• Goal
From the entries below, copy word for word the lines starting at the one containing "the wooden torii" and ending at the one containing "[(264, 208), (116, 144)]", including both of those lines.

• Data supplied
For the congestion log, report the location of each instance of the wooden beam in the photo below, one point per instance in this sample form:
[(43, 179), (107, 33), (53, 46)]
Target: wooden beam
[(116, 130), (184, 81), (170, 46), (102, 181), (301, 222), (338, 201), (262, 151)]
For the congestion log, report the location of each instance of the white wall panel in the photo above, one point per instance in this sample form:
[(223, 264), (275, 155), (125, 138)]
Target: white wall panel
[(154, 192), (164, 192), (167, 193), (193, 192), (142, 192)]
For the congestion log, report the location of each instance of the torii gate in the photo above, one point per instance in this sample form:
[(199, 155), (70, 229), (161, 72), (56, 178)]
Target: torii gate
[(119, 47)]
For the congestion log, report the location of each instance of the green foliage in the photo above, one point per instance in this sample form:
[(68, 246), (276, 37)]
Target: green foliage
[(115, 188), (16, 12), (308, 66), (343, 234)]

* * *

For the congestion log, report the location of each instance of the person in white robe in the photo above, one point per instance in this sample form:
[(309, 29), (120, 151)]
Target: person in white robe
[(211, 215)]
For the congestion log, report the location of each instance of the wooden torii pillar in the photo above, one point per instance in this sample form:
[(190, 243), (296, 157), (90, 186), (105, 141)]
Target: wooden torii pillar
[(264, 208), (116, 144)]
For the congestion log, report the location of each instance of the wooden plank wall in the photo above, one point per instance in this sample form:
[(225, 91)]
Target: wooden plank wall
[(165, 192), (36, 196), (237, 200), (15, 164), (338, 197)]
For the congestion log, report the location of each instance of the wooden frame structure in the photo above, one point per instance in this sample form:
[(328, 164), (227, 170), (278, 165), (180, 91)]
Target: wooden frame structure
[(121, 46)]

• Solution for this problem
For the congestion log, report the location of each instance of the wooden torii pillar in the photo above, one point per instance in this sample form:
[(190, 243), (296, 157), (90, 186), (105, 141)]
Target: wooden torii pillar
[(264, 208), (116, 144)]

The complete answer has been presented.